>> start Listed records

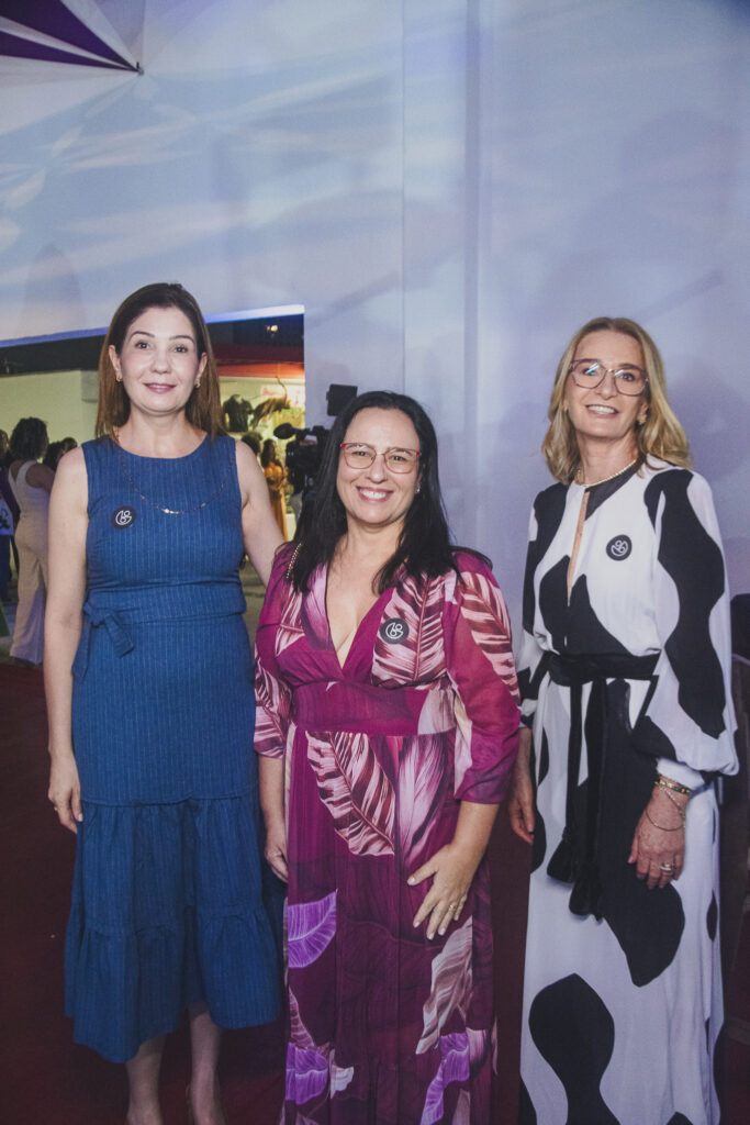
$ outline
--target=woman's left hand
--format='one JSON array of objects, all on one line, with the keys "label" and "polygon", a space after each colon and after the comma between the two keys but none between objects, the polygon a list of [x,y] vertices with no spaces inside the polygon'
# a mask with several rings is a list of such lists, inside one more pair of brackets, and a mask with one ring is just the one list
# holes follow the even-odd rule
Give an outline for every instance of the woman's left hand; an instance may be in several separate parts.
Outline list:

>> end Listed records

[Requirement]: Restate the whole listing above exactly, please, omitting every image.

[Final answer]:
$ outline
--target=woman's left hand
--format='one JSON array of objects, all on one line, with the keys "label" and "polygon", a space after each colon and after the comma between the two keys but none between objects, the polygon a list of [x,y] vertices with no spaces inside the polygon'
# a mask with several rings is a list of such lists, inside one more pair of brackets, and a mask with one ring is just the one list
# holes follow the even-odd rule
Give an outline for every instance of the woman's left hand; an instance may be in several separate parts.
Outline list:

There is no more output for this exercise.